YOUR ASSIGNMENT ▸ Your job is to return every line in the data holding the string "this".

RECORDS PROVIDED ▸

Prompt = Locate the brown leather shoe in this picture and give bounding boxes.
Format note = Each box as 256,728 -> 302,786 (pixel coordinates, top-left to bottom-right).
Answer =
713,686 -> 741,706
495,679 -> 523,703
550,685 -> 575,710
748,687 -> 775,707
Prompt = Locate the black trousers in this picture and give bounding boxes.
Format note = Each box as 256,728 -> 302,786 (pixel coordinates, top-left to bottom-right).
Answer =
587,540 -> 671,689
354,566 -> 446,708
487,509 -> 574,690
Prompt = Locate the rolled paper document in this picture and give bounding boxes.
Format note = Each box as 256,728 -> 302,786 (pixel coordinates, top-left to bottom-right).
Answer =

FINISHED TASK ▸
Prompt = Locate the brown leather shoe in this picture and give bounding boxes.
Prompt = Locate the black trousers in this picture and give bounding boxes.
Prompt = Locate the rolled paper document in this picture and give bounding boxes.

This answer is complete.